# [EXERCISE PROMPT]
Restate every record that follows, keeping it exact.

**** SOURCE MATERIAL

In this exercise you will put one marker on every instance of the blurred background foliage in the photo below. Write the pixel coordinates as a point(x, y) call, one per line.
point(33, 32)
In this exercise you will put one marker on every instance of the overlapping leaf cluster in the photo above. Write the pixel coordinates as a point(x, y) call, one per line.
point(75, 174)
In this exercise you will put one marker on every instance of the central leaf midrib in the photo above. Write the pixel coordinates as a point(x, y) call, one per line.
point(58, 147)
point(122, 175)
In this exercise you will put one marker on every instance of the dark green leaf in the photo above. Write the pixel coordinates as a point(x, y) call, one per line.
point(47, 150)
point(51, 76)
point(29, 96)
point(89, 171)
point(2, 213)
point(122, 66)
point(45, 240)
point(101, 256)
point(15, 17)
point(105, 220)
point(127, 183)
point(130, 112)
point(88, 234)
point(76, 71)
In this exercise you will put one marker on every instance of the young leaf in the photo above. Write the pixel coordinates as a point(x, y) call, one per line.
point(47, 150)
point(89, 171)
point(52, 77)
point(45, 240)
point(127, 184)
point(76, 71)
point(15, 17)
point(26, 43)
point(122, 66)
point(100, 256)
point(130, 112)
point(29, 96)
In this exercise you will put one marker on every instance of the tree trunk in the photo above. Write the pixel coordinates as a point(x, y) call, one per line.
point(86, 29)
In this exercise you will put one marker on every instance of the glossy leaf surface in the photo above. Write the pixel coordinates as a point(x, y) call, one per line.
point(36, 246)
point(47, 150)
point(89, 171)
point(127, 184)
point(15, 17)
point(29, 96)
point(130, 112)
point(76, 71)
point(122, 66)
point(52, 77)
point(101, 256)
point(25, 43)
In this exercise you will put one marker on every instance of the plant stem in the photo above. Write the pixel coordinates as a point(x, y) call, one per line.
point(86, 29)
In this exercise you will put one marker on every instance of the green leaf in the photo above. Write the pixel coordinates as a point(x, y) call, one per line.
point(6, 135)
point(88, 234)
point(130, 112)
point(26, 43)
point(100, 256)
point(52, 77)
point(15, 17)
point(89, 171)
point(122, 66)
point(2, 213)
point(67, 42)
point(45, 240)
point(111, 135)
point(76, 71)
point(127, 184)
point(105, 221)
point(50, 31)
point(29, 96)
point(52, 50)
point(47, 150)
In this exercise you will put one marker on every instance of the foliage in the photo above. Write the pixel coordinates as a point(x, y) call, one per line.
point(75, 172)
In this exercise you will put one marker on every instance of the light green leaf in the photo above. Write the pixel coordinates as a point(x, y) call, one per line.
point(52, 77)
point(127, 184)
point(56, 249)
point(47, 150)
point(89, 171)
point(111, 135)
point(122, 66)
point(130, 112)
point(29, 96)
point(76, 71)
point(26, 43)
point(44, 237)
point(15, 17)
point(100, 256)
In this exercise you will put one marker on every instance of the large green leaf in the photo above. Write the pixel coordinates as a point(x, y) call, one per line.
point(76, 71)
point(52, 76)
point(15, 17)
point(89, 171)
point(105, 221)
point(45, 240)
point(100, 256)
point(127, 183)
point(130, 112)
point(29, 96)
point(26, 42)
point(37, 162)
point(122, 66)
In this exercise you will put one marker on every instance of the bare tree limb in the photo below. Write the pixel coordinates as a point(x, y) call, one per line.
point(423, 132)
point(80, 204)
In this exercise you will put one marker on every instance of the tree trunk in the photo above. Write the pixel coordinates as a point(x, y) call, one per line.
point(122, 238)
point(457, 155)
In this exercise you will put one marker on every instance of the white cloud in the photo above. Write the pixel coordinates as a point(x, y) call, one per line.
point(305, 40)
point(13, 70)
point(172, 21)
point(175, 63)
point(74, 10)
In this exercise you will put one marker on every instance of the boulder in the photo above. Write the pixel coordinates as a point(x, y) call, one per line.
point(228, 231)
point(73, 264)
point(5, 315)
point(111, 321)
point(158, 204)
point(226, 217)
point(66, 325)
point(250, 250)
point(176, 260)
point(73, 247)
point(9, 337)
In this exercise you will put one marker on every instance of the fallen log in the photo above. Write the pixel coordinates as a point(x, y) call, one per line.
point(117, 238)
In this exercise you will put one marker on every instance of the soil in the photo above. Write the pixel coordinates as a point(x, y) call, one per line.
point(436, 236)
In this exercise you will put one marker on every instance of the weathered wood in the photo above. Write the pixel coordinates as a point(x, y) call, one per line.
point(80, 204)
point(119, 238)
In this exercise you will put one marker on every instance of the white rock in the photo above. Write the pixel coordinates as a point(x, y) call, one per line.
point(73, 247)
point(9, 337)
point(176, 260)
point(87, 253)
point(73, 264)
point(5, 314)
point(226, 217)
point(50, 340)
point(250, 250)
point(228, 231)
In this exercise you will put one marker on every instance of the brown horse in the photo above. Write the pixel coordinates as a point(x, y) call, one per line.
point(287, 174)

********

# [EXERCISE OUTPUT]
In this exercise you will put one marker on every instance of the blurred background foliage in the photo below. Write the pixel coordinates as a point(x, y) call, one per line.
point(33, 32)
In this exercise you will put one marker on every instance of the overlapping leaf cluster in the photo above. Write the pixel coordinates as a point(x, y) call, one per line.
point(75, 174)
In this exercise you will put one marker on every instance of the central leaf midrib in the photo above. Write the pixel coordinates as a point(x, y) call, one per line.
point(58, 147)
point(122, 175)
In this exercise you will put one marker on every instance of the dark green leaf in the photo above. Write the pixel coordinates as a point(x, y) call, one per line.
point(47, 150)
point(51, 76)
point(29, 96)
point(89, 171)
point(2, 213)
point(122, 66)
point(45, 240)
point(101, 256)
point(15, 17)
point(105, 220)
point(127, 183)
point(130, 112)
point(88, 234)
point(76, 71)
In this exercise you will put one marker on every instance of the young leaf in the photo above. Write the pixel coordinates as a point(x, y) call, one per line.
point(47, 150)
point(89, 171)
point(52, 77)
point(45, 240)
point(127, 184)
point(76, 71)
point(15, 17)
point(26, 43)
point(122, 66)
point(100, 256)
point(130, 112)
point(29, 96)
In this exercise you will put one marker on every instance of the tree trunk in the photo above. Write the pixel coordinates as a point(x, y) call, one per line.
point(86, 29)
In this exercise you will put one marker on every instance of the glossy leaf surface in the photo above. Write the pixel coordinates as a point(x, y) call, one per line.
point(36, 246)
point(47, 150)
point(89, 171)
point(127, 184)
point(15, 17)
point(29, 96)
point(130, 112)
point(76, 71)
point(122, 66)
point(52, 77)
point(101, 256)
point(25, 43)
In this exercise you will put one marker on every instance of the plant stem in the photo above. Write the pixel coordinates as a point(x, y) call, one per line.
point(86, 29)
In this exercise you will put one marker on every instance of the green leaf in the photo above. Write the pixel coordinates as a point(x, y) call, one per line.
point(6, 135)
point(88, 234)
point(130, 112)
point(26, 43)
point(100, 256)
point(52, 77)
point(15, 17)
point(89, 171)
point(122, 66)
point(2, 213)
point(67, 42)
point(45, 240)
point(111, 135)
point(76, 71)
point(127, 184)
point(105, 221)
point(50, 31)
point(29, 96)
point(52, 50)
point(47, 150)
In this exercise you will put one marker on every instance of the foliage in the photo above. Write the pixel coordinates as a point(x, y) call, one per line.
point(75, 172)
In this exercise you will put one marker on every instance of the light green leaf in the photo above. Write the pixel coordinates as a point(x, y) call, one per line.
point(52, 77)
point(127, 184)
point(56, 249)
point(47, 150)
point(89, 171)
point(111, 135)
point(122, 66)
point(130, 112)
point(29, 96)
point(76, 71)
point(26, 43)
point(44, 237)
point(15, 17)
point(100, 256)
In this exercise you will put one marker on every instance of the large green leaf in the photo above. Write the pixel coordinates as a point(x, y) call, one per line.
point(76, 71)
point(52, 76)
point(15, 17)
point(89, 171)
point(105, 221)
point(45, 240)
point(100, 256)
point(127, 183)
point(130, 112)
point(29, 96)
point(26, 42)
point(37, 162)
point(122, 66)
In this exercise you will put one marker on every instance of the bare tree limb in the photo below. Write the pixel coordinates as a point(x, y) call, one per line.
point(423, 132)
point(80, 204)
In this exercise you will put one marker on every instance of the tree trunk in the photo above. Write the pixel coordinates as a point(x, y) call, one per line.
point(122, 238)
point(457, 155)
In this exercise you will put one marker on every instance of the white cloud in the photo above. Write the pixel coordinates as a point(x, y) call, one per line.
point(305, 40)
point(13, 70)
point(172, 21)
point(175, 63)
point(74, 10)
In this exercise you will put one marker on every instance of the boulder in the photo above. Write the pixel coordinates as a point(x, y) call, one per line.
point(228, 231)
point(73, 264)
point(5, 315)
point(111, 321)
point(158, 204)
point(226, 217)
point(66, 325)
point(250, 250)
point(176, 260)
point(73, 247)
point(9, 337)
In this exercise you will put one marker on every instance of the fallen log in the photo above. Write the pixel coordinates as a point(x, y) call, one per line.
point(117, 238)
In this exercise you will put one marker on every instance of the soil in the photo above. Write the pixel coordinates as a point(x, y) call, one per line.
point(436, 236)
In this exercise you will put one marker on every instance of the weathered wood in the photo above. Write the pixel coordinates as a point(x, y) call, one per line.
point(80, 204)
point(119, 238)
In this exercise you will put one marker on every instance of the white rock in the photo above. Write the pixel coordinates as a point(x, y) call, one per line.
point(73, 247)
point(9, 337)
point(176, 260)
point(87, 253)
point(73, 264)
point(5, 314)
point(226, 217)
point(50, 340)
point(250, 250)
point(228, 231)
In this exercise you will put one marker on every instance of the brown horse in the photo above. Write the pixel coordinates as a point(x, y) call, one per line.
point(287, 174)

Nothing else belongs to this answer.